* **DESCRIPTION OF THE TASK**
Set down the entries below exactly as written.

* **DATA EXCERPTS**

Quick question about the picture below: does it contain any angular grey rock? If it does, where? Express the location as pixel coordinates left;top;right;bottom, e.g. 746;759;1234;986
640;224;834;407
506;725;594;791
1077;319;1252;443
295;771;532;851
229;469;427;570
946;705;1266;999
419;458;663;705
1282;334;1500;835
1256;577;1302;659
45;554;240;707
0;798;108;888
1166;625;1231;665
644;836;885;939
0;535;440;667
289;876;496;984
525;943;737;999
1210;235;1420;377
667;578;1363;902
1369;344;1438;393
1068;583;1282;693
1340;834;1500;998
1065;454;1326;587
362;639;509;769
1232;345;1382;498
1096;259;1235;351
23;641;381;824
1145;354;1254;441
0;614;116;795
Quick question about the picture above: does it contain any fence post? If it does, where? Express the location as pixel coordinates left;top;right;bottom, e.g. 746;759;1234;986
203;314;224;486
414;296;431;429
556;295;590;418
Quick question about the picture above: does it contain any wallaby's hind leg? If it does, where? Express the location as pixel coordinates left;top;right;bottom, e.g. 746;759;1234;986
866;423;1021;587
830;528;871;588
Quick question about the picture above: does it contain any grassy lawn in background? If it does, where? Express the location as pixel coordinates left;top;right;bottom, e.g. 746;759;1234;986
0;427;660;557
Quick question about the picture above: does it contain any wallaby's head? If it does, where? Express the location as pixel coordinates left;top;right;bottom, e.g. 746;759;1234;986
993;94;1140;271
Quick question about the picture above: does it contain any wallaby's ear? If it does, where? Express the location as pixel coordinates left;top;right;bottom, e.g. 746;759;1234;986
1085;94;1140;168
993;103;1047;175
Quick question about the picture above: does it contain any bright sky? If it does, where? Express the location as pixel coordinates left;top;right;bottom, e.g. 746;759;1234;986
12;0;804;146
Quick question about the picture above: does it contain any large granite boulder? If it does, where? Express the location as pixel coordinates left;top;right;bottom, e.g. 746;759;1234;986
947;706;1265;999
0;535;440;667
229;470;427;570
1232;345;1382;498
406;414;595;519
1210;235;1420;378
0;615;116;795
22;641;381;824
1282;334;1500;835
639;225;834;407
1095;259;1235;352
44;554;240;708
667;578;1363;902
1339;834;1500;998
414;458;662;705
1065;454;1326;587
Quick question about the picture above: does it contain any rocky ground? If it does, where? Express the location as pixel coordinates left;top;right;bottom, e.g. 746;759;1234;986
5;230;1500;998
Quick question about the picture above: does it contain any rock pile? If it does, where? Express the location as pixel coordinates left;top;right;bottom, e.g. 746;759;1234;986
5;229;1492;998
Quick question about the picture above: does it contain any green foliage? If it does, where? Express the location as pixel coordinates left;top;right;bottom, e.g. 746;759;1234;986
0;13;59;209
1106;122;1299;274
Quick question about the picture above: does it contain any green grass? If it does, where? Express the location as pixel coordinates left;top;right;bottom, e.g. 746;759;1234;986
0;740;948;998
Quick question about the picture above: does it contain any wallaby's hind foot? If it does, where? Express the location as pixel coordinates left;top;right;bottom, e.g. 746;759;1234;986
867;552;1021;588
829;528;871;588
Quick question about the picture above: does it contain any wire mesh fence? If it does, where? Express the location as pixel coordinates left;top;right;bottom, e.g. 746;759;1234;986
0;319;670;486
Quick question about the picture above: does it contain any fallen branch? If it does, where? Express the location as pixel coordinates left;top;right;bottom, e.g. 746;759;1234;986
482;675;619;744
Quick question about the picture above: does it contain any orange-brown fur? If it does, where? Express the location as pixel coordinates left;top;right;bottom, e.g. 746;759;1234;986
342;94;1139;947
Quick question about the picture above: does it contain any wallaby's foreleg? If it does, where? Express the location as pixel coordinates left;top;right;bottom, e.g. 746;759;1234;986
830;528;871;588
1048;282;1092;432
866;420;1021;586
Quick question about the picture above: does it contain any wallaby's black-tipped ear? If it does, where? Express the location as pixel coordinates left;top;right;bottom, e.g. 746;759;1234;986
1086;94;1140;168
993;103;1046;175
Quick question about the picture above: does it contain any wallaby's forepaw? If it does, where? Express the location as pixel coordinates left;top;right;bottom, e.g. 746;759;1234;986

* **SOLUTION BELOW**
Quick question about the picture below: does it contain any angular grey rock? If it does, where? Express the location as pixel coordinates left;top;right;bottom, e.g. 746;759;1234;986
640;224;834;407
506;725;594;791
1077;319;1252;443
295;771;532;851
229;469;427;570
946;705;1266;999
419;458;663;705
1282;334;1500;835
1256;577;1302;659
45;554;240;707
0;798;108;888
1166;625;1231;665
644;836;885;939
0;535;440;667
289;876;496;984
525;943;737;999
1210;235;1420;377
667;578;1363;902
1369;344;1438;393
1068;583;1282;693
1340;834;1500;998
1065;454;1326;587
362;639;509;769
1232;345;1382;498
1096;259;1235;351
23;641;381;824
1145;354;1254;441
0;614;116;795
Quick question about the picture above: does it contain any fence post? If it does, where? Express the location as pixel coordinates left;top;right;bottom, e.g. 746;759;1234;986
203;314;224;486
414;296;431;429
556;295;590;418
Quick question about the picture above: does it contain any wallaby's hind leg? If it does, where? Express the location as pixel coordinates left;top;right;bottom, e.g. 746;759;1234;986
866;423;1021;587
830;528;871;588
Quick question about the picture above: does it contain any grassy lawn in background? If it does, where? Express the location as pixel coordinates left;top;right;bottom, e.g. 746;759;1234;986
0;427;660;557
Quick question about the picture above: does it contain any wallaby's head? If it does, where? Express the location as pixel coordinates left;top;right;bottom, e.g. 746;759;1234;986
993;94;1140;271
Quick question about the picture above: does it contain any wallaby's ear? If it does, where? Express the location as pixel coordinates left;top;right;bottom, e.g. 746;759;1234;986
1085;94;1140;168
993;103;1047;175
Quick question about the picture above: does it contain any bright sky? If it does, where? Express the location as pixel coordinates left;top;right;bottom, e.g. 746;759;1234;986
12;0;804;146
Quick question about the picture above: does it contain any large granite boulder? If it does, where? Express the location as pixel coordinates left;top;right;bottom, e.g. 746;759;1234;986
947;706;1265;999
0;535;440;667
229;470;427;570
1232;345;1382;498
406;414;595;519
1210;235;1420;378
0;615;116;795
22;641;381;824
1282;334;1500;835
639;225;834;407
1095;259;1235;352
44;554;240;708
667;578;1363;902
1339;834;1500;998
414;458;662;705
1065;454;1326;587
Quick question about the picture above: does it contain any rocky ground? If it does, where? Express the location as pixel coordinates left;top;right;bottom, e.g. 746;759;1234;986
5;230;1500;998
Quick question about the picture above: does it contain any rock pile? If it does, where? Express the location as pixel coordinates left;top;right;bottom, e.g. 746;759;1234;986
5;229;1492;998
Quick question about the picture above: does it contain any green foliage? If it does, where? Express the location as pixel coordinates left;top;right;bottom, e.g. 746;759;1234;986
0;13;59;209
1106;122;1299;274
Quick question about the picture above: does it contain any green grass? If it does, where? Express the location as pixel coordinates left;top;right;bottom, e.g. 746;759;1234;986
0;740;948;998
Quick question about the picture above: does it contain any wallaby's hind foot? If it does, where? Express the location as pixel coordinates left;top;right;bottom, e.g. 746;759;1234;986
867;552;1021;588
829;528;871;588
Quick question about the picture above: does it contain any wire mesh fence? If it does, where? Express the location as pixel coordinates left;top;right;bottom, e.g. 746;759;1234;986
0;319;670;486
Quick question about the picture above: does it contain any fallen branch? If it does, where? Express the location as pixel coordinates left;top;right;bottom, e.g. 746;759;1234;986
482;675;619;744
Quick question about the picture above: does it contain any orange-brown fur? If it does, where? Express the location as pixel coordinates left;top;right;bottom, e.g. 746;759;1234;986
342;94;1139;947
Quick question about the picture above: does it contain any wallaby's foreleg? If it does, where? Express the location as pixel coordinates left;top;right;bottom, e.g. 746;759;1234;986
830;528;871;588
1048;282;1092;432
866;420;1021;586
Quick question about the picture above: does it contain any wallaby's black-tipped ear? If it does, where? Express the location as pixel coordinates left;top;right;bottom, e.g. 746;759;1234;986
1086;94;1140;168
993;103;1046;175
Quick question about the picture above: does it contain any wallaby's forepaw? If it does, where? Express the location as pixel coordinates left;top;right;bottom, e.g. 746;759;1234;986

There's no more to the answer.